• **Task prompt**: The lines below, beginning at the one that contains "If you could point at the wooden wall" and ending at the last, are to be retyped exactly.

=== Data listing ===

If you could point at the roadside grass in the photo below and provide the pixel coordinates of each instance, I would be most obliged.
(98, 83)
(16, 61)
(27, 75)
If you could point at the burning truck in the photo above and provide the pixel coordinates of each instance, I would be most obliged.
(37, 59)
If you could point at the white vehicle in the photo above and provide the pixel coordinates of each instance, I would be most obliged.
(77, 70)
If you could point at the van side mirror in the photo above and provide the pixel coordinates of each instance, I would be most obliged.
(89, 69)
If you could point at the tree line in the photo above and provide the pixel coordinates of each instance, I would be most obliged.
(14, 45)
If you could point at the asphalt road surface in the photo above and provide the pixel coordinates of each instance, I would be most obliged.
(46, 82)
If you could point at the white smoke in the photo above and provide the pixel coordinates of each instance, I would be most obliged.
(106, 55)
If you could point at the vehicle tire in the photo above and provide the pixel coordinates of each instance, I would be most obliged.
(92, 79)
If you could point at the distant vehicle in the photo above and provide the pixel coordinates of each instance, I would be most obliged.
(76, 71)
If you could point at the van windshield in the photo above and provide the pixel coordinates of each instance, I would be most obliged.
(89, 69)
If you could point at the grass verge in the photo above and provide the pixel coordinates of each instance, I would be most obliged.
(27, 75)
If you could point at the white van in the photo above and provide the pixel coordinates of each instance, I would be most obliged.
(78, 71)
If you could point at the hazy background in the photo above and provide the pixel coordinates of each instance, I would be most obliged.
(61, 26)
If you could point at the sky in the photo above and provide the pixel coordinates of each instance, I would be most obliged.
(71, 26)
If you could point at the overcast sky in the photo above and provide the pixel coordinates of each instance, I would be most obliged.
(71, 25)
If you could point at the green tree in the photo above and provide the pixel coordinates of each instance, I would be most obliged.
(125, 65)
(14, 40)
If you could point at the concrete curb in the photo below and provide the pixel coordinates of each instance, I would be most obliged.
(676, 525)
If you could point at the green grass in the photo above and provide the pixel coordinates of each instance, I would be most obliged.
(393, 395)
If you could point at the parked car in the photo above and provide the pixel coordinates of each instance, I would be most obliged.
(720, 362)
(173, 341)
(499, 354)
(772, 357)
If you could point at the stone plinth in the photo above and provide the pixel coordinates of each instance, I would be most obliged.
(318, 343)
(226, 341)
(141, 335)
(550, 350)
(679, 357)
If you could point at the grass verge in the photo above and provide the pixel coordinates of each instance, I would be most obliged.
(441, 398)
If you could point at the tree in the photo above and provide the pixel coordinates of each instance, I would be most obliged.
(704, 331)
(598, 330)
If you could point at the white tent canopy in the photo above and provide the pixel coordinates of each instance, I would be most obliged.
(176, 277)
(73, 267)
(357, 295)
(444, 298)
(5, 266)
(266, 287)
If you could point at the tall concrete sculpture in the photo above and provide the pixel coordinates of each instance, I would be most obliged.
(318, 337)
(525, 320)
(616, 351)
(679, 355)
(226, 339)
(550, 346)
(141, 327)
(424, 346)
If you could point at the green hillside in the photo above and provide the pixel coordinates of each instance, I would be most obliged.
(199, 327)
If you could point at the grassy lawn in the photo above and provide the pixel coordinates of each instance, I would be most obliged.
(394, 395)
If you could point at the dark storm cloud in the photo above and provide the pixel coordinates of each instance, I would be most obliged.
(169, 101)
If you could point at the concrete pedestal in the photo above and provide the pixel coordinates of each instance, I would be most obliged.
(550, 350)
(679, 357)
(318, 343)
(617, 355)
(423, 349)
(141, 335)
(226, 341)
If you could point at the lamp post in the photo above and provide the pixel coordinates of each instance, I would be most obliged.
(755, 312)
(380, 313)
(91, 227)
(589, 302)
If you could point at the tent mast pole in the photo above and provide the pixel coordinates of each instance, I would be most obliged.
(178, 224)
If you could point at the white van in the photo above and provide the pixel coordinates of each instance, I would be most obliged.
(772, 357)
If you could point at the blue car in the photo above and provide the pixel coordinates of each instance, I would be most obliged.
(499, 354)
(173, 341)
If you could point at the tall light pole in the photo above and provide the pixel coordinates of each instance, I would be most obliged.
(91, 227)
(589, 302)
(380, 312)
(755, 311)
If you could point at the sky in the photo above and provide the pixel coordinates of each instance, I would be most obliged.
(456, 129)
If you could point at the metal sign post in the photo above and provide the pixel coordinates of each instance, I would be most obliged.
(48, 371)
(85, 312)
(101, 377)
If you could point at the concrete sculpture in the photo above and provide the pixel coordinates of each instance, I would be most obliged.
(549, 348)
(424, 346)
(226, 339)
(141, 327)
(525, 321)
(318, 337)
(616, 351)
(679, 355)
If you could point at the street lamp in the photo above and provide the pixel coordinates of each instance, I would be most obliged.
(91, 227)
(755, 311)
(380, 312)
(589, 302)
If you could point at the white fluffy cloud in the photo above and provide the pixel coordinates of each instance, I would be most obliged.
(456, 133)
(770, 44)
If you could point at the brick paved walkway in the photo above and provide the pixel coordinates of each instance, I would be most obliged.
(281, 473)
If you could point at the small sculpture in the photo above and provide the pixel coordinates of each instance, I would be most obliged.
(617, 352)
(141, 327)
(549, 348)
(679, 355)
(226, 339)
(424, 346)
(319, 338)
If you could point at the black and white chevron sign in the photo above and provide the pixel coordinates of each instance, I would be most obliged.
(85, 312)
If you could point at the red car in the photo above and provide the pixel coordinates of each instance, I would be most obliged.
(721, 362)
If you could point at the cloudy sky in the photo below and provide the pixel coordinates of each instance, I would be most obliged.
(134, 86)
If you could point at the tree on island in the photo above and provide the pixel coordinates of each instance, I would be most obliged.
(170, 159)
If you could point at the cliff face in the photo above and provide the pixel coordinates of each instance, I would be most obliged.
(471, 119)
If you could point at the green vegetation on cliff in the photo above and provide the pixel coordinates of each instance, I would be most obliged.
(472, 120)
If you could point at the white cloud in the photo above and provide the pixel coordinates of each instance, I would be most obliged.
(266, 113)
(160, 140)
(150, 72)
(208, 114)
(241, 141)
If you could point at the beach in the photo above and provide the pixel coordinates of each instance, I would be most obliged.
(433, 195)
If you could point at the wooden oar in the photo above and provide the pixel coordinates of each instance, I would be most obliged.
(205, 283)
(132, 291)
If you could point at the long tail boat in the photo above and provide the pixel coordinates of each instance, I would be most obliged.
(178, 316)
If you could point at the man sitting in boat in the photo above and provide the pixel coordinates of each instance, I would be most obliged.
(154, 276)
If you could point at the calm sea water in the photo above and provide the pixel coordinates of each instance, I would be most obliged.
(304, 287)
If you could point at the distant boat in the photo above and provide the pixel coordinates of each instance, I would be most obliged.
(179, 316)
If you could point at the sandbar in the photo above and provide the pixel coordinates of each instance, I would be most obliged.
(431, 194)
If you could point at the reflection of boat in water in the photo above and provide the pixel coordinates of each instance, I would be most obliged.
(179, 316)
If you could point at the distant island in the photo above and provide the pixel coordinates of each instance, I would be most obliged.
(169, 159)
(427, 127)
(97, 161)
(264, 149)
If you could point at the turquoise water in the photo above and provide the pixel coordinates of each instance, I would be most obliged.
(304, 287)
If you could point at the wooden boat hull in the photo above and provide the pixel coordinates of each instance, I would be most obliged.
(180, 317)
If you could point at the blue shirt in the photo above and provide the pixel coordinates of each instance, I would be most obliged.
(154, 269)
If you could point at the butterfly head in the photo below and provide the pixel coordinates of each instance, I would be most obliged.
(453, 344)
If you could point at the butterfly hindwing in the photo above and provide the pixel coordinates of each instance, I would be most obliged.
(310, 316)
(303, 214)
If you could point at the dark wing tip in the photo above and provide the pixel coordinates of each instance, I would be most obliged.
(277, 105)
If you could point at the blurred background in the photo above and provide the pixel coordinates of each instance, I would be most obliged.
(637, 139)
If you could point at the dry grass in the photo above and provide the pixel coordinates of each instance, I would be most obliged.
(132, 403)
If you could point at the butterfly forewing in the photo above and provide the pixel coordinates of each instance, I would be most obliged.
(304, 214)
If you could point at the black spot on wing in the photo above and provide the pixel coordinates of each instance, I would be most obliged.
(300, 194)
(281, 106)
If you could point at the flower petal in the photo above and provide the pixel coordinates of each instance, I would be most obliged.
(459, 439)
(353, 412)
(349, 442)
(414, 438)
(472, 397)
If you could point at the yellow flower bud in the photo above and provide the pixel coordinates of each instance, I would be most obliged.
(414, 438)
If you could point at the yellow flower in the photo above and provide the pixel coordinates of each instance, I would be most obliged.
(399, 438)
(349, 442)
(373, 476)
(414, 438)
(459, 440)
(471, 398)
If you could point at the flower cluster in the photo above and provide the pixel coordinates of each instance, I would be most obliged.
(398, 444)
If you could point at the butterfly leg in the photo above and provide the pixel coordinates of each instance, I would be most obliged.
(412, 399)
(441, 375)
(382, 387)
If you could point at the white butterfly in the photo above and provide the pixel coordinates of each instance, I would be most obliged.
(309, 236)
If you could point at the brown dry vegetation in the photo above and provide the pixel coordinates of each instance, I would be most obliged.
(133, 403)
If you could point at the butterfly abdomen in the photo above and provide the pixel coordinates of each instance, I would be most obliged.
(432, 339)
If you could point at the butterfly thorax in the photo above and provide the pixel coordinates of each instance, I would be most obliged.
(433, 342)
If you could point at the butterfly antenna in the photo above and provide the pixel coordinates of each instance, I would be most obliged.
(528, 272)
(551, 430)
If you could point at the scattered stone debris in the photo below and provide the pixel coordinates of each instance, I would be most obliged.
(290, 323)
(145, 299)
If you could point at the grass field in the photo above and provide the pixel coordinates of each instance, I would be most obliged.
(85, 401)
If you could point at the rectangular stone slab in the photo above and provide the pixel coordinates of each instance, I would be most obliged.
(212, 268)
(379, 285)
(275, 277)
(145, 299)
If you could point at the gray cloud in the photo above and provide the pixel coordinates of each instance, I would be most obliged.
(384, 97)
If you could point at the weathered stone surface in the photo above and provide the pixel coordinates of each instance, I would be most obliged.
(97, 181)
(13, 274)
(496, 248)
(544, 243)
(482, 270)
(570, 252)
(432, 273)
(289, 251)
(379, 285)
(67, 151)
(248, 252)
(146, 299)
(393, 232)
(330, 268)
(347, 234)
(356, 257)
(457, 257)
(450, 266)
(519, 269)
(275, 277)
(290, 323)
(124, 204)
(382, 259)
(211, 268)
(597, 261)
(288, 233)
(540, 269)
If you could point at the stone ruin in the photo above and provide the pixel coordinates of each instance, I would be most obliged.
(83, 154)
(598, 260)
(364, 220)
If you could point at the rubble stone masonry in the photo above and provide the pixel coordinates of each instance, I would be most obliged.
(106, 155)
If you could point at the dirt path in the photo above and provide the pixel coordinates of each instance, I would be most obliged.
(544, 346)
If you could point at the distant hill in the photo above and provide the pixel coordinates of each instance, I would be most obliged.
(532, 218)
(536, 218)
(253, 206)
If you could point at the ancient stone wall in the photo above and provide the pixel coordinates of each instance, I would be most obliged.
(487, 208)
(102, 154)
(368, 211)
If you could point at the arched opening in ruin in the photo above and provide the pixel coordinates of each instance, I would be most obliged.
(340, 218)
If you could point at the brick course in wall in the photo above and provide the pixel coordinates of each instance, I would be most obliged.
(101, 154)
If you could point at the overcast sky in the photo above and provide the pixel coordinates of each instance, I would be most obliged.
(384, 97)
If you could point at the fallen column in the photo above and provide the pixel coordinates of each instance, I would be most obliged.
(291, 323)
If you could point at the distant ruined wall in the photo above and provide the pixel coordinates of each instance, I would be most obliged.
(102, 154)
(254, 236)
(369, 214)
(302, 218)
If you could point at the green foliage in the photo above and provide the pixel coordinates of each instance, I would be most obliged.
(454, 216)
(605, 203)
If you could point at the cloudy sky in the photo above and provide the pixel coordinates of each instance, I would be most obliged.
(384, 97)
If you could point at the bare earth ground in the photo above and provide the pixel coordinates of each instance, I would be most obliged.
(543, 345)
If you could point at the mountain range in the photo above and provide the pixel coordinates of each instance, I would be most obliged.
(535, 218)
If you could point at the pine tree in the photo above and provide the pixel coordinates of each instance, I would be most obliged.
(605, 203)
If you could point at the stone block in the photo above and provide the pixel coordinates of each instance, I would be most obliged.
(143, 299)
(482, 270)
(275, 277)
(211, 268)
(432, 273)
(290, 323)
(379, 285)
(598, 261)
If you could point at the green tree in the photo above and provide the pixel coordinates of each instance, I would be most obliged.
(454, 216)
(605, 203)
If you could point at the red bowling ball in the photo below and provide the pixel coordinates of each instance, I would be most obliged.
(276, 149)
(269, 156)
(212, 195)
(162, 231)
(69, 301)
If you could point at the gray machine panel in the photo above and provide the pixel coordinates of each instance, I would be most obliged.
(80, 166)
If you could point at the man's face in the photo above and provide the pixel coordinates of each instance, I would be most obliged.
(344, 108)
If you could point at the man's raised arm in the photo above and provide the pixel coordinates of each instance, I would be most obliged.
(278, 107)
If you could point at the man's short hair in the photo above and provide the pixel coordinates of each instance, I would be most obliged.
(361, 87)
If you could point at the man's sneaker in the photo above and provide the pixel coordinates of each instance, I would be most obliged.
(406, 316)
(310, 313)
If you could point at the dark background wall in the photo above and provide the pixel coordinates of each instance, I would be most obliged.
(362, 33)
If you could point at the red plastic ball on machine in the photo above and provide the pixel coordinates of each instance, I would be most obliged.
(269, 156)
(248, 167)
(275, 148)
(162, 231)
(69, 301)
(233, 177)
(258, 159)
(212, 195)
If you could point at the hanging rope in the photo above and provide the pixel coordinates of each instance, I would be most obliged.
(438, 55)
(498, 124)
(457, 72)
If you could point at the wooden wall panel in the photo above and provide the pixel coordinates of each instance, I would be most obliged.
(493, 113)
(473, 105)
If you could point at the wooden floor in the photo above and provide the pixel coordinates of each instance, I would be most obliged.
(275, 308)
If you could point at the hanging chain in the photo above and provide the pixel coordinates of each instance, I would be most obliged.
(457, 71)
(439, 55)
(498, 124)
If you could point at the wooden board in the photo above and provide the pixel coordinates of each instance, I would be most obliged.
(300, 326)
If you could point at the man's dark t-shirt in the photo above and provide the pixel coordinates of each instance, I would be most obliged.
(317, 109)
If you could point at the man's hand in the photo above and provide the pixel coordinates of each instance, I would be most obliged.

===

• **Your solution**:
If you could point at the wooden wall panel in the photo above and provide the pixel coordinates of each instance, I would be most obliged.
(493, 113)
(473, 105)
If you could point at the wooden floor in the photo above and provide the pixel coordinates of each instance, I would be most obliged.
(275, 308)
If you could point at the hanging chain in the photo above and provide the pixel coordinates of each instance, I would be most obliged.
(457, 71)
(439, 55)
(498, 124)
If you could point at the wooden board in the photo above and provide the pixel coordinates of each instance, I would be most obliged.
(300, 326)
If you could point at the man's dark t-shirt in the photo above and provide the pixel coordinates of each instance, I would be most obliged.
(317, 109)
If you could point at the man's hand in the photo above and provide the pixel coordinates of each instance, I would be most obliged.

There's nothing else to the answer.